Turn every line of the rows below into a JSON list of strings, one string per line, leaving out any blank lines.

[Listed entries]
##############################

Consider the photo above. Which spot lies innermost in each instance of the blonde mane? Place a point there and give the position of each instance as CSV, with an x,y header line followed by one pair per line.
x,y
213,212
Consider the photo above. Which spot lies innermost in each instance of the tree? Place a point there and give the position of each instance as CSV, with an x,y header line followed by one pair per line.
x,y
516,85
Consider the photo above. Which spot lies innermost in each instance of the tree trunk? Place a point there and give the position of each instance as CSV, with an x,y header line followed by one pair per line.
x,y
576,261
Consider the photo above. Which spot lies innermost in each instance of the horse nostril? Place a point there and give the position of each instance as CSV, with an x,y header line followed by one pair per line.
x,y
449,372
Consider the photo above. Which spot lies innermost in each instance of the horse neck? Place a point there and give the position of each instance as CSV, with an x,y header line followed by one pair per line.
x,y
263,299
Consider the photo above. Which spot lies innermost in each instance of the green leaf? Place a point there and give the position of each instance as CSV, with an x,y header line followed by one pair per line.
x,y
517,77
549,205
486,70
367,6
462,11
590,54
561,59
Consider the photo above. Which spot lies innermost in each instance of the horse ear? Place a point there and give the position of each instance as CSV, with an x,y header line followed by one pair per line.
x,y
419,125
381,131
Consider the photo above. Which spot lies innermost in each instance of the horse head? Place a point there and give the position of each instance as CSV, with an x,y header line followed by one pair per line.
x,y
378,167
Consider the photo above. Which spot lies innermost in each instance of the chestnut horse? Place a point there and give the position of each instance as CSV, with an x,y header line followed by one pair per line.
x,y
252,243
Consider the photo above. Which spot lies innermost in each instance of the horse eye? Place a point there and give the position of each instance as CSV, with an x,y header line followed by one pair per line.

##############################

[Final result]
[
  "Consider the photo above. Which spot lies innermost in each instance of the blonde mane? Place a point there and give the position of each instance as CSV, with an x,y header line followed by one pair per line.",
  "x,y",
  "213,212",
  "Consider the photo above. Which spot lies innermost in each instance of the tree? Place a point there and give the position of each instance as CSV, with an x,y header line followed by one pair per line.",
  "x,y",
  "516,85",
  "Consider the photo above. Which spot lies innermost in each instance of the tree trunk? Place a point there and give the position of each instance as CSV, with an x,y header line followed by one pair per line.",
  "x,y",
  "576,261",
  "Consider the photo above. Which spot lies innermost in each instance of the horse nostril? Place a point there and give the position of each instance as CSV, with an x,y header line followed by one pair per line.",
  "x,y",
  "449,372",
  "Consider the photo above. Which spot lies innermost in each instance of the horse neck? Place a point there and give the position of each instance as CSV, with an x,y header line followed by one pair per line.",
  "x,y",
  "263,299",
  "Consider the photo above. Which spot lies innermost in each instance of the green leaf? Place a point there and give the position of each instance as CSV, with an x,y header line followed by one pair per line.",
  "x,y",
  "517,77",
  "549,205",
  "486,70",
  "367,6",
  "462,11",
  "590,54",
  "561,59",
  "Consider the photo above. Which spot lies innermost in each instance of the horse ear? Place a point there and give the position of each instance as CSV, with an x,y header line followed by one pair per line.",
  "x,y",
  "419,125",
  "381,131",
  "Consider the photo above. Which spot lies innermost in each instance of the horse head? Place a point there and give the position of each instance as CSV, with an x,y header line followed by one pair per line.",
  "x,y",
  "378,167",
  "Consider the photo above. Which spot lies innermost in each instance of the chestnut horse? Place a point there and give the position of each instance as CSV, with an x,y header line followed by one pair per line.",
  "x,y",
  "252,243",
  "Consider the photo above. Which spot lies innermost in each instance of the horse eye? Place a point there and give the position of each instance as CSV, with an x,y header line followed by one pair per line."
]